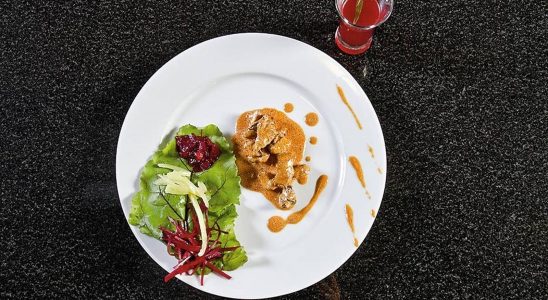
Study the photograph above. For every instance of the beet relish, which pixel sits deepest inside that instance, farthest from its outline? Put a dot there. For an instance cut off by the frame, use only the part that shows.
(199, 151)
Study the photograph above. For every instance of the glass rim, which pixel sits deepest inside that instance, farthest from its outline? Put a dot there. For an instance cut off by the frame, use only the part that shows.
(347, 22)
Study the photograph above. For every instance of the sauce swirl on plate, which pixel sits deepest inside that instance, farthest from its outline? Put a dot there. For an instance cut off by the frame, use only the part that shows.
(350, 218)
(277, 223)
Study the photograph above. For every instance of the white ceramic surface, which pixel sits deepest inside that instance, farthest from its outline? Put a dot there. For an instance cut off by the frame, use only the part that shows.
(216, 81)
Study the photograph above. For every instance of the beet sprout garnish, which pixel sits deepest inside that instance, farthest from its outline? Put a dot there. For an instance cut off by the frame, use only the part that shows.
(185, 245)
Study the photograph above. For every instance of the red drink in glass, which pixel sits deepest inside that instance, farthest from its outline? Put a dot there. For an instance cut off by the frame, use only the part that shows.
(358, 23)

________________

▸ **TASK REQUIREMENTS**
Reproduce all of the records above word for word, leaving out the pictures.

▸ **ANSWER BELOW**
Study the photograph above. For every instance of the beet relish, which pixel sits deepest inside that instance, farthest from its outline? Put a dot there. For an instance cut off by the frame, use only the part that shows.
(199, 151)
Study the photograph above. For every instance of the glass rim, which pixel sits deepest inside that instance, farthest from its outline? Put a dot there. For an instance cut off by the frame, use only the part that shows.
(347, 22)
Study the photograph above. For every instance of the sauce swirl on plate, which pixel sits deepest inside that instance, farthest from its outline? Put a dot there. For an instance cut off by the frame, use only the part that shows.
(350, 218)
(277, 223)
Study the photograph above. For every instance of the white ceramic surface, which pixel sits deepest inside that instance, farthest from its outline? Put a dot there. For an instance cut off by the frame, use only the part that shows.
(216, 81)
Study the photograph above. For every instance of the beet sprout garnish, which pixel sits deepest inside that instance, farthest from its outline? Put a dot there. For an instance cut off by the frame, use only the part that shows.
(185, 245)
Study the photograph above. For every instance of the red drink in glass, which pixel sits deepest inside that instance, farthest from its outline? Put a dot there. For an instance cut off by the frame, use only the part that shows.
(358, 23)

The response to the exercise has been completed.